Start of Text provided

Corrective Services Minister Joe Francis said yesterday it would be "reckless and irresponsible" to cancel Serco's court security and custodial services contract, which has been breached through several escapes in recent months.
Responding to Labor's policy of returning the responsibilities to the Department of Corrective Services, Mr Francis said a "public sector comparator" test showed it was 22 per cent cheaper for a private operator to do the job.
Mr Francis said private companies had a more flexible workforce, were more empowered to punish staff for failures and less blighted by workers' compensation claims than public sector employers.
He said no guard, regardless of their employer, could have predicted a toilet handrail that Bradley McIntosh-Narrier allegedly brandished during his escape from Joondalup Health Campus last week had not been secured properly to the wall.
"You can't cancel Serco's contract for that," he said.
"That's a ridiculous proposition which would cost taxpayers tens of millions of dollars over years and is just Labor caving in to the union movement."
Serco's five-year, $476 million court security and custodial services contract was struck in June 2011.
Shadow corrective services minister Paul Papalia said if elected in 2017, Labor would break any contract for privatised court security and custodial services provided severance penalties weren't "tens of millions of dollars".

End of Text provided

• _Task A_
Return the stretch of the article on the Serco contract from "Mr Francis said private" through "to the wall.".
• _Task B_
List every person named in the article on the Serco contract.
The lines that come next have no connection to the article on the Serco contract.

Start of Supplied records

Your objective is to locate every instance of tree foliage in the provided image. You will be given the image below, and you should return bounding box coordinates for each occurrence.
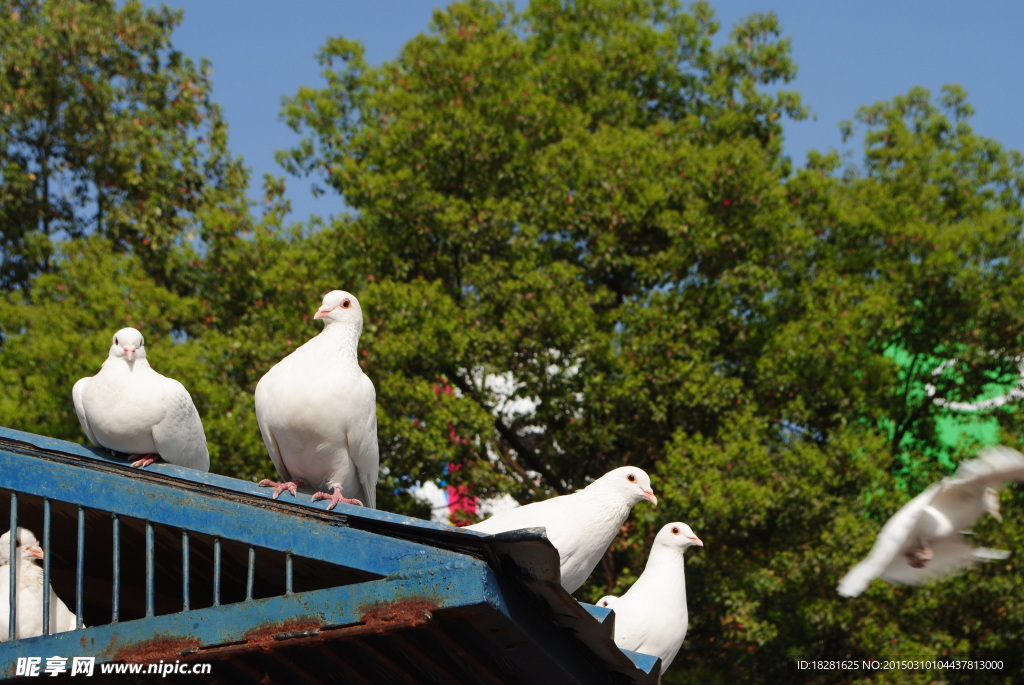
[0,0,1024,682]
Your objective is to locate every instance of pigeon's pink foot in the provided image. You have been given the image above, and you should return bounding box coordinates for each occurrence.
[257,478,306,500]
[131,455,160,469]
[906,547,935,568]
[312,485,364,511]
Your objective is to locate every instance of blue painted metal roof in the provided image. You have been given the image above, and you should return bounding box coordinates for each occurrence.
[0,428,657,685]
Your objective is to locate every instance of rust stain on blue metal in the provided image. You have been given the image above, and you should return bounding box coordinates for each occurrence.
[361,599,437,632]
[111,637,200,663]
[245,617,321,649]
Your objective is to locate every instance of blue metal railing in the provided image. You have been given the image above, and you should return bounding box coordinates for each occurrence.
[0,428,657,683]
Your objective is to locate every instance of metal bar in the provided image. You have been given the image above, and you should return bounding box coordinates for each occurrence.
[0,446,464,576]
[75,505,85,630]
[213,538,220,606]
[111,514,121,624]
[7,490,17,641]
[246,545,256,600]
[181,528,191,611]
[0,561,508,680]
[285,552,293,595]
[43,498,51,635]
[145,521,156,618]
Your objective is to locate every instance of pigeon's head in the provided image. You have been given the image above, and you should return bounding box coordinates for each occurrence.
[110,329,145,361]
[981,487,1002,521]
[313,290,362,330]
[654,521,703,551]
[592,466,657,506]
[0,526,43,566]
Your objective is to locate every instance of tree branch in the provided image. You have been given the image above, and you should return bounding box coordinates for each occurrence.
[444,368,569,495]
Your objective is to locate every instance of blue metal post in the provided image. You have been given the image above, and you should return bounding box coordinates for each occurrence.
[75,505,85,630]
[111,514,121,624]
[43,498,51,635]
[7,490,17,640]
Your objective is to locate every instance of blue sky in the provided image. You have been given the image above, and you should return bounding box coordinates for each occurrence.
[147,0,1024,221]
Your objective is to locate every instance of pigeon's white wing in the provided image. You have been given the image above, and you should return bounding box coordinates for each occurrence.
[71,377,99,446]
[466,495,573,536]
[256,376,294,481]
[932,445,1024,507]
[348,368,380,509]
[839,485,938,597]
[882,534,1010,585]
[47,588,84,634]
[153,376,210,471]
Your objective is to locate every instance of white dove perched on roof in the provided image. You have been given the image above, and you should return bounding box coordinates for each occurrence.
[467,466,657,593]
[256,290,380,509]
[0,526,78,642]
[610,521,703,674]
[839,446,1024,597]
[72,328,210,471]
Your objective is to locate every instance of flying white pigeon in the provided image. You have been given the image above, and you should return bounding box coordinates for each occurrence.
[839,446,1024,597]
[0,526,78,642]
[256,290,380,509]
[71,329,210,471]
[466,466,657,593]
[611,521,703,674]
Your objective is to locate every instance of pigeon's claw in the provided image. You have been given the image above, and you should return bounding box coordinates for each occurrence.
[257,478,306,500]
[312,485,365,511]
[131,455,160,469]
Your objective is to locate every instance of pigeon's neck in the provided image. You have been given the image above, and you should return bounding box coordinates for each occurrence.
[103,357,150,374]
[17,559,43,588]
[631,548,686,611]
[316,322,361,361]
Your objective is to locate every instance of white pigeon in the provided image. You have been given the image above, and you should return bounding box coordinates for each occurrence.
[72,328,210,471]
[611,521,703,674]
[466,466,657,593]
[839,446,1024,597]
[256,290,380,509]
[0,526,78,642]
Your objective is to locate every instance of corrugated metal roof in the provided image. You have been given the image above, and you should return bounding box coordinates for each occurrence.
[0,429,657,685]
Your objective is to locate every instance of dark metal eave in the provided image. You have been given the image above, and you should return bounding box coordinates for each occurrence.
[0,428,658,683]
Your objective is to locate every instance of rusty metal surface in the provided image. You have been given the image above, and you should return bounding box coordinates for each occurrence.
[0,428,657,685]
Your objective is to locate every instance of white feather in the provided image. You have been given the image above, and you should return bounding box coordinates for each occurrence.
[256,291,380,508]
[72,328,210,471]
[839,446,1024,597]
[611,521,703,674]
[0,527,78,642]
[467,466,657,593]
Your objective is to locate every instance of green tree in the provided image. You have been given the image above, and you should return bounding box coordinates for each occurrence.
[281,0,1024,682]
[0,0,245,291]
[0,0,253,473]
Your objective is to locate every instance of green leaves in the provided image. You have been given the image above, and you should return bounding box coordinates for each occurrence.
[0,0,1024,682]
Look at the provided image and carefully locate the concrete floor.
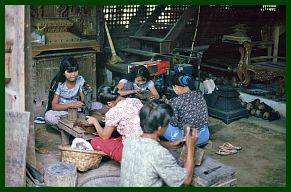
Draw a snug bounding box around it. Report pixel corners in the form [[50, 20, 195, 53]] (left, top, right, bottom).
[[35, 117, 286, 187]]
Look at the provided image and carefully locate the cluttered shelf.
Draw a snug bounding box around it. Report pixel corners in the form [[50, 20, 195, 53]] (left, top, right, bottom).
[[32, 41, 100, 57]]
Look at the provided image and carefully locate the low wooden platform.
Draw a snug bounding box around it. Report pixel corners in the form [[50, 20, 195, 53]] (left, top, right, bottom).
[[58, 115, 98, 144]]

End of Supplied records
Start of Supplied records

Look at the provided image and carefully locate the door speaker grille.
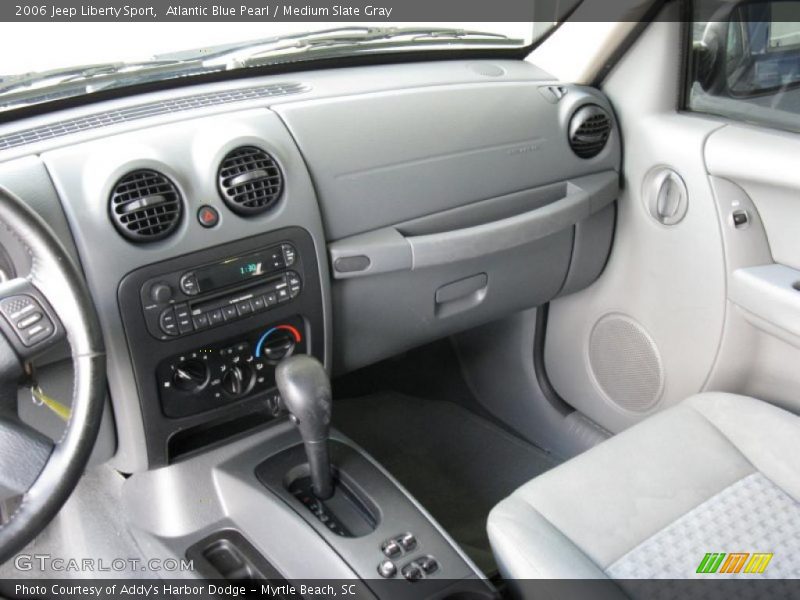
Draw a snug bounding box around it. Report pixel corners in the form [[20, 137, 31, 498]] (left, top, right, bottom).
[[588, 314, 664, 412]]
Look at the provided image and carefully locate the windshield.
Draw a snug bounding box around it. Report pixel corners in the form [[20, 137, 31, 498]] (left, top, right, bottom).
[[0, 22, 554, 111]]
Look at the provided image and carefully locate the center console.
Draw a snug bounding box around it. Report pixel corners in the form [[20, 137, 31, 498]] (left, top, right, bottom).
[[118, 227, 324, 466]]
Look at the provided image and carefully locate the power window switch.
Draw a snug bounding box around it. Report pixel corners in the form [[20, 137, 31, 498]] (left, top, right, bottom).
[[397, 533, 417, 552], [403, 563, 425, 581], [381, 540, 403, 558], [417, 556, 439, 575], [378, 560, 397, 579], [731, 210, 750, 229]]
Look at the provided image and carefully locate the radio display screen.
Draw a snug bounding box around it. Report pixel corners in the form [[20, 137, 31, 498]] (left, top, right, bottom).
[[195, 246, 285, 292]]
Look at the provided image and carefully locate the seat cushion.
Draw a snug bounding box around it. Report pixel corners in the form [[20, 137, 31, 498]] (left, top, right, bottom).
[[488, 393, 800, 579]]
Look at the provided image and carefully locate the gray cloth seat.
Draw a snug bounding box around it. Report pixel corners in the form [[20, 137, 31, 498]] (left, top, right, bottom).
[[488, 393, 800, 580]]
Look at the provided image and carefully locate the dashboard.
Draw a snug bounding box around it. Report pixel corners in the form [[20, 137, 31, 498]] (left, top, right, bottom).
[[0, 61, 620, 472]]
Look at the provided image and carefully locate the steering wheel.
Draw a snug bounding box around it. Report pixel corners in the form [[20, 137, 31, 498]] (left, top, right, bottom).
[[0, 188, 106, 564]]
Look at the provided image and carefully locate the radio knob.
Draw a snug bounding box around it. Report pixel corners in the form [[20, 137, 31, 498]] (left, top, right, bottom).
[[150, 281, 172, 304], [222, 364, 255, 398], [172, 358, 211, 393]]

End of Supplied records
Start of Supplied records

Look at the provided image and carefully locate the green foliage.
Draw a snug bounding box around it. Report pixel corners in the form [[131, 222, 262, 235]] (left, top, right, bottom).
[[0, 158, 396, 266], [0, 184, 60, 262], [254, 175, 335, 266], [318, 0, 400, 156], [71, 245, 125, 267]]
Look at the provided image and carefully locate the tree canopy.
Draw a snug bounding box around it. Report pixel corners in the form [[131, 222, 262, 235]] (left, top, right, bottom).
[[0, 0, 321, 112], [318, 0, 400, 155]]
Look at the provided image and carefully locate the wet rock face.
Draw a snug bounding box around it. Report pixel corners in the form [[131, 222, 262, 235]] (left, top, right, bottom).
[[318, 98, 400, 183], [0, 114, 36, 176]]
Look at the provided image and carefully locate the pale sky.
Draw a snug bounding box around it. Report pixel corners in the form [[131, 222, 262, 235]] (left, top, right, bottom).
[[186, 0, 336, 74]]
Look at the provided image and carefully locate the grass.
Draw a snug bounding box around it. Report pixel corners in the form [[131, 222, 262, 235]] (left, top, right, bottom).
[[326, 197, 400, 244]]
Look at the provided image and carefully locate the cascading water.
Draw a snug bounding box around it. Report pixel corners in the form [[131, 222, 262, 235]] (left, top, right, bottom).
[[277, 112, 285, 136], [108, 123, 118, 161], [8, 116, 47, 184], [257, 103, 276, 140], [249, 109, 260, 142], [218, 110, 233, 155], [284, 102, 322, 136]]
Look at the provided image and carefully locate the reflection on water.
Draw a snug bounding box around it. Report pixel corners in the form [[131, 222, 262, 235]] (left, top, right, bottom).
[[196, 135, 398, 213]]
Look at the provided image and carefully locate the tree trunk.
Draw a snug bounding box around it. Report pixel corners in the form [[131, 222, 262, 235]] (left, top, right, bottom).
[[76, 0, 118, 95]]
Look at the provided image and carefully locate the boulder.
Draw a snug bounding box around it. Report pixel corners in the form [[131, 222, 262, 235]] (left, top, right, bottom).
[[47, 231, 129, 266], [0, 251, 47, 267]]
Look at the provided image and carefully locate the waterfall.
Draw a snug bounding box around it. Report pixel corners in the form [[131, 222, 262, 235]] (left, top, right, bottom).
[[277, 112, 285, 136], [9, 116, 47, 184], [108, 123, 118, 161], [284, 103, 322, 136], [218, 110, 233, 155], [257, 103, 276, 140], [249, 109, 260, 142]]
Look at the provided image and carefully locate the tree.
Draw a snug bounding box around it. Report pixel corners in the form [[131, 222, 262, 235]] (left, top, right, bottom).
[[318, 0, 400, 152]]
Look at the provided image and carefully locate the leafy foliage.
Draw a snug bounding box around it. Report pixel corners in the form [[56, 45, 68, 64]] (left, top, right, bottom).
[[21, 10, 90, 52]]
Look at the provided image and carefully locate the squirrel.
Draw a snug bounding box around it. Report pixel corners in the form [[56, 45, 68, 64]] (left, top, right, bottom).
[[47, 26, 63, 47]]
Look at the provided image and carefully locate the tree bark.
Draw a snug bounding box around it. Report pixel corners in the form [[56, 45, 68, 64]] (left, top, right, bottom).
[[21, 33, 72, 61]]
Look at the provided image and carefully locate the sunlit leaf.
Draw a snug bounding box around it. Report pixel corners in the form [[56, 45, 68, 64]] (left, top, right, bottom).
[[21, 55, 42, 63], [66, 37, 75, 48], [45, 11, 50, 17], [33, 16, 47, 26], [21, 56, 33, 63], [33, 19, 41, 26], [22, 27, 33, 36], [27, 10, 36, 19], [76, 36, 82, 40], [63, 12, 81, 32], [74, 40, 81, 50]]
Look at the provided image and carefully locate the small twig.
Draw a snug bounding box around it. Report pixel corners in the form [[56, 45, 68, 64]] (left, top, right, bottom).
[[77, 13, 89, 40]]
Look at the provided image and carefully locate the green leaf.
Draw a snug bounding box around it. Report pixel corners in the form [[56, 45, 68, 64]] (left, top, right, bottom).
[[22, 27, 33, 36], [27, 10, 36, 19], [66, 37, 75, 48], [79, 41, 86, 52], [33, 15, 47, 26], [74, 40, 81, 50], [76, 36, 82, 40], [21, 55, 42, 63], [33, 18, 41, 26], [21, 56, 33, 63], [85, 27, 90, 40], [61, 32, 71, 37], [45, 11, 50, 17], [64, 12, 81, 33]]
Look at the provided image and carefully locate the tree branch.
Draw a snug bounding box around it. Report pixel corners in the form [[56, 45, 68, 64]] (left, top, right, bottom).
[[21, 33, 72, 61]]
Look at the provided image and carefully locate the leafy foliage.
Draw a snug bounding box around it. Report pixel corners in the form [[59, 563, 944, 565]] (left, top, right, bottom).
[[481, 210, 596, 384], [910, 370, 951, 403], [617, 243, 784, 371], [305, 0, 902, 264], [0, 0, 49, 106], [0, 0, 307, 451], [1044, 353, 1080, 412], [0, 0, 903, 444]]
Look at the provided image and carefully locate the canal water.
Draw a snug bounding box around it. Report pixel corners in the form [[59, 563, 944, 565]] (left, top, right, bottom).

End of Supplied records

• _Output A_
Mr Francis said private companies had a more flexible workforce, were more empowered to punish staff for failures and less blighted by workers' compensation claims than public sector employers.
He said no guard, regardless of their employer, could have predicted a toilet handrail that Bradley McIntosh-Narrier allegedly brandished during his escape from Joondalup Health Campus last week had not been secured properly to the wall.

• _Output B_
Joe Francis
Bradley McIntosh-Narrier
Paul Papalia